EXCERPT -
--
5. Game Theory with Probability

New 21 Game

def new21_game(n: int, k: int, max_pts: int) -> float:
    """
    LeetCode 837 - New 21 Game
    
    Draw cards 1 to maxPts with equal probability until points ≥ k.
    Return probability that points ≤ n.
    
    Time: O(n + maxPts)
    """
    if k == 0 or n >= k + max_pts:
        return 1.0
    
    # dp[i] = probability of reaching exactly i points
    dp = [0.0] * (n + 1)
    dp[0] = 1.0
    
    window_sum = 1.0  # Sum of dp[i-maxPts:i]
    
    for i in range(1, n + 1):
        dp[i] = window_sum / max_pts
        
        if i < k:
            window_sum += dp[i]
        if i >= max_pts:
            window_sum -= dp[i - max_pts]
    
    return sum(dp[k:n + 1])


# Test
print(f"new21_game(21, 17, 10): {new21_game(21, 17, 10):.5f}")

Probability of Winning

def probability_of_winning(my_cards: List[int], opponent_cards: List[int]) -> float:
    """
    Probability of winning in a card comparison game.
    
    Each player draws one card, higher wins.
    Ties resolved by redraw.
    """
    wins = 0
    ties = 0
    total = len(my_cards) * len(opponent_cards)
    
    for my_card in my_cards:
        for opp_card in opponent_cards:
            if my_card > opp_card:
                wins += 1
            elif my_card == opp_card:
                ties += 1
    
    # P(win) = wins/total + ties/total × P(win)
    # P(win) × (1 - ties/total) = wins/total
    # P(win) = wins / (total - ties)
--
PROVIDED DATA -

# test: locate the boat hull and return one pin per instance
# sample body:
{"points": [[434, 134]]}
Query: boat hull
--
OBJECTIVE - Which parameter names do the two functions in the game theory excerpt take?

SOLUTION TO THIS PROBLEM - n, k, max_pts, my_cards, opponent_cards